(TEXT SHOWN Opens)

Creative Writing, the Art of a Writer
Co-sponsored by the Monterrey Institute of Technology and Higher Education (ITESM)

Robert Nelsen was raised in a small Montana cattle ranch in the Madison Valley just outside of Yellowstone Park. Nelsen graduated from Ennis High School in 1970, and put himself through college by working as a janitor (4-8 every morning) and selling fish hooks and western clothing in the evenings. He wrote his first story–”A White Horse”–at age five, and he has been writing (and lying) his way through life ever since.

In 1989, Nelsen took his Ph.D. from the Committee on Social Thought at the University of Chicago with a dissertation on the use of the grotesque in James Joyce’s and Flannery O’Connor’s short stories; he also included a collection of his own stories with his dissertation–the first time that the University of Chicago accepted creative work as part of a dissertation. Prior to the dissertation, Nelsen’ss work in the Committee, under the supervision of Stephen Toulmin, revolved around the philosophy of language, focusing on the later Wittgenstein and the “linguistic turn,” and following up the work he had done in the early 1970′s for his M.A. (“The Galileans vs. the Aristotelians: Another Look at the Battle over Explanation vs. Understanding”).

(TEXT SHOWN Closes)
(ENTRIES SUPPLIED Opens)

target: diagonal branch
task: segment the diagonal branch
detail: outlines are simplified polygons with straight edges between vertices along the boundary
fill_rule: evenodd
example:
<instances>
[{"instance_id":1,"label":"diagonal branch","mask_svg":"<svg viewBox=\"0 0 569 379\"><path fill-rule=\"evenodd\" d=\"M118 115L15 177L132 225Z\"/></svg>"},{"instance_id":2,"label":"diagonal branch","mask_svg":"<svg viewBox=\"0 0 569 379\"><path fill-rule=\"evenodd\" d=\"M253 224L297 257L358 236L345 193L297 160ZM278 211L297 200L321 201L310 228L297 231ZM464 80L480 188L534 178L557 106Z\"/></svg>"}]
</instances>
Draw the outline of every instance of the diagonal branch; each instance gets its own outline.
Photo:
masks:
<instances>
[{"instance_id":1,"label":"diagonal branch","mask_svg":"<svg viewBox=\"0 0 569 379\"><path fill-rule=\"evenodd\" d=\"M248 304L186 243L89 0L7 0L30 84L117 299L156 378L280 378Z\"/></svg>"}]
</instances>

(ENTRIES SUPPLIED Closes)

▶ _EXERCISE A_
Please return the stretch of the Robert Nelsen biography from "Robert Nelsen was" through "life ever since.", copied word for word.
▶ _EXERCISE B_
Decide whether each statement agrees with the Robert Nelsen biography, answering yes or no and quoting the words that settle it: (i) Nelsen finished Ennis High School in 1970; (ii) his dissertation examined the grotesque in short stories by James Joyce and Flannery O'Connor; (iii) he wrote his first story at age ten.

▶ _WORKED SOLUTION A_
Robert Nelsen was raised in a small Montana cattle ranch in the Madison Valley just outside of Yellowstone Park. Nelsen graduated from Ennis High School in 1970, and put himself through college by working as a janitor (4-8 every morning) and selling fish hooks and western clothing in the evenings. He wrote his first story–”A White Horse”–at age five, and he has been writing (and lying) his way through life ever since.

▶ _WORKED SOLUTION B_
(i) Yes: "Nelsen graduated from Ennis High School in 1970"
(ii) Yes: "a dissertation on the use of the grotesque in James Joyce’s and Flannery O’Connor’s short stories"
(iii) No: "He wrote his first story–”A White Horse”–at age five"